▶ EXTRACT PROVIDED:
::::::
UK ramps up response to H5N1 outbreak in US cattle – but refuses to test British cows

H5N1 has killed tens of millions of birds and thousands of mammals worldwide since 2020 in an unprecedented outbreak.

It is still unclear how the virus first jumped to cattle, but many think the most likely route of infection is via wild birds, which have been found dead on some US farms. 

Its apparent ability to spread within cows is of particular concern because, with every new mammal H5N1 jumps to, it has more opportunities for the virus to evolve – and, potentially, to better infect humans.

So far this year, there have been two confirmed cases of H5N1 in humans. 

In Vietnam, a man died in March after direct contact with an infected bird, whilst in Texas a farm worker caught the virus from sick cattle – although his symptoms were mild.

A spokesperson for the Centre for Disease Control said last week they are monitoring a further 44 people who have been exposed to the virus via cattle for signs of infection. 

The WHO considers the risk to humans low, but urged countries to rapidly share information to enable real-time monitoring of the situation to ensure preparedness as the virus continues to spread.
::::::
▶ SOURCE DATA:

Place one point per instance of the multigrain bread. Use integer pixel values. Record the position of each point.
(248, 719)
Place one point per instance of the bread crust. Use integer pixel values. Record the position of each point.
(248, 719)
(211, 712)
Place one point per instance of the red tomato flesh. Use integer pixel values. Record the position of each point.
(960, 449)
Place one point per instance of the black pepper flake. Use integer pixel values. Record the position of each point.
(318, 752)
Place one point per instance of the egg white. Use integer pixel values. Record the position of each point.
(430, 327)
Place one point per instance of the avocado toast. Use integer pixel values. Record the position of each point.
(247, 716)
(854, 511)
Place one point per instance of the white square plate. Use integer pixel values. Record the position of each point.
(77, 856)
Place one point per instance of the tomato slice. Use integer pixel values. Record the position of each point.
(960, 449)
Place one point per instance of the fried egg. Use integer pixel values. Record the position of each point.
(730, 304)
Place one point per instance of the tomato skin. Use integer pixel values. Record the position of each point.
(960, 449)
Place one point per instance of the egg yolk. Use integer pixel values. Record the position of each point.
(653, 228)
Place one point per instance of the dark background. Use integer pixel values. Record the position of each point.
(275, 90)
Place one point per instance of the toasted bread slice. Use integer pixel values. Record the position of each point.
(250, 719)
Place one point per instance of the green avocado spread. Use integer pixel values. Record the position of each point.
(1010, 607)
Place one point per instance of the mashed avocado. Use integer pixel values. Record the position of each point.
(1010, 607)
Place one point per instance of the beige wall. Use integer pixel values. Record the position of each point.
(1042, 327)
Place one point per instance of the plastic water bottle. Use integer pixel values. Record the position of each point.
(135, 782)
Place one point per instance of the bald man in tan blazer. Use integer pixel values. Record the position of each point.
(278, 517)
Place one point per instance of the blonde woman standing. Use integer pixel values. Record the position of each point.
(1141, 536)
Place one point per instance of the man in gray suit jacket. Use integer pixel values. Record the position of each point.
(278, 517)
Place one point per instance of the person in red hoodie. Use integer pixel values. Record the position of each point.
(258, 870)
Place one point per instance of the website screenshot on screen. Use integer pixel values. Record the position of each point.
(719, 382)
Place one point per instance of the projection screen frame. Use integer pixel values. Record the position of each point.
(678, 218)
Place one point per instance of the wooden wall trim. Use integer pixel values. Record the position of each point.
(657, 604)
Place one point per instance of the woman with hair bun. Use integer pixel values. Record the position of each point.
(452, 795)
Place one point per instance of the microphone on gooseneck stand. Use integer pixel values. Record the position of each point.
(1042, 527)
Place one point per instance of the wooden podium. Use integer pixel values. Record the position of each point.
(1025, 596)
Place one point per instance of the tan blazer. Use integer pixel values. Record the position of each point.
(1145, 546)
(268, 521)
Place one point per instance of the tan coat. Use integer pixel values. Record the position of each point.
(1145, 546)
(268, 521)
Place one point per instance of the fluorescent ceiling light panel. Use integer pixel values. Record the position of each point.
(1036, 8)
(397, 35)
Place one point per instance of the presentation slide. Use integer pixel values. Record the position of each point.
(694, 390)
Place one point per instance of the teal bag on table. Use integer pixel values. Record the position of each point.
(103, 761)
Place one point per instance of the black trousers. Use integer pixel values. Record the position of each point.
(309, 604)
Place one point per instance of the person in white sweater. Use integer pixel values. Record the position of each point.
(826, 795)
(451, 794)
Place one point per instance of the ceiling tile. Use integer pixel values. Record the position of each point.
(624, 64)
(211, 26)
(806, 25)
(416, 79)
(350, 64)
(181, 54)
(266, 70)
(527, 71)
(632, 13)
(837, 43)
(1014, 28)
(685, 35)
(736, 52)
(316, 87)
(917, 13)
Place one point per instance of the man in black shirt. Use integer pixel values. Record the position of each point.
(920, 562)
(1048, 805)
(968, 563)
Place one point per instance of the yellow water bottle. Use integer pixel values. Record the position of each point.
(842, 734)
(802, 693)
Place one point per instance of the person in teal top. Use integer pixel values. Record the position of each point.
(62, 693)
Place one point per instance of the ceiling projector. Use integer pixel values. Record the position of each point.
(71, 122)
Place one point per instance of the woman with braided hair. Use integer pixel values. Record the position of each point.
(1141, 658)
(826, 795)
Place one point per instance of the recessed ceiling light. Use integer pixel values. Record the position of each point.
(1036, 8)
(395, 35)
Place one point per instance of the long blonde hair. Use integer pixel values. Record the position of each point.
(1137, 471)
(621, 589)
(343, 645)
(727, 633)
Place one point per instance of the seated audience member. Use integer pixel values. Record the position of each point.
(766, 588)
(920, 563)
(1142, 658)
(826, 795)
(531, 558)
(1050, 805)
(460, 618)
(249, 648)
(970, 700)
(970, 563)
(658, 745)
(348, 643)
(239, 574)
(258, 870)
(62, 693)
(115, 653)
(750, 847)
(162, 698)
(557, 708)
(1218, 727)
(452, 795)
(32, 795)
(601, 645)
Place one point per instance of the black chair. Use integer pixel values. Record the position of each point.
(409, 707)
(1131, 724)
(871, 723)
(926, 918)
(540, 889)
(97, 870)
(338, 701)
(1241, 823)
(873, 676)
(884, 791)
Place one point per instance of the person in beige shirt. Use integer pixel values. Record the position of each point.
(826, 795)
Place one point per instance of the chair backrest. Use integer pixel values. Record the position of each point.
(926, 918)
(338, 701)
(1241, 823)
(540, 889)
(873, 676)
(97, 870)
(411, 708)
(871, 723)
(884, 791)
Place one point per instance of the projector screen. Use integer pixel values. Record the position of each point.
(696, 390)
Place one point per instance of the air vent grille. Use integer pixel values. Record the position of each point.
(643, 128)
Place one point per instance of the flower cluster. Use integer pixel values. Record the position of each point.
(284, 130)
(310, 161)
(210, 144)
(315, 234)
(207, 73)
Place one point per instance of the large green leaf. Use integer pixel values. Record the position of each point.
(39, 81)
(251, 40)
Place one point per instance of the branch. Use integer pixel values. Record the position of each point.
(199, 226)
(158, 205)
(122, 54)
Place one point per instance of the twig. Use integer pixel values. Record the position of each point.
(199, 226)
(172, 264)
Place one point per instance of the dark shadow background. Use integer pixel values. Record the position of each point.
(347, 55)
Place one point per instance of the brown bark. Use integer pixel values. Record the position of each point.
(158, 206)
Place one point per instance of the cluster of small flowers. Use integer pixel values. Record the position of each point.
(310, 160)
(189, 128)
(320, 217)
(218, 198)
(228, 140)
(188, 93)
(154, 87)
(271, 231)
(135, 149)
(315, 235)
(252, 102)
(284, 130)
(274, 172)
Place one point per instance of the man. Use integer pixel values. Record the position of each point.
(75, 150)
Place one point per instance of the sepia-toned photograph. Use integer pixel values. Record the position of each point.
::::::
▶ REQUIRED ACTIONS:
a) Please reproduce the H5N1 article, starting at "H5N1 has killed" and ending at "better infect humans.".
b) According to the H5N1 article, how many people exposed to the virus via cattle is the Centre for Disease Control monitoring for signs of infection?

▶ RESPONSES:
a)
H5N1 has killed tens of millions of birds and thousands of mammals worldwide since 2020 in an unprecedented outbreak.

It is still unclear how the virus first jumped to cattle, but many think the most likely route of infection is via wild birds, which have been found dead on some US farms. 

Its apparent ability to spread within cows is of particular concern because, with every new mammal H5N1 jumps to, it has more opportunities for the virus to evolve – and, potentially, to better infect humans.

b) 44 people.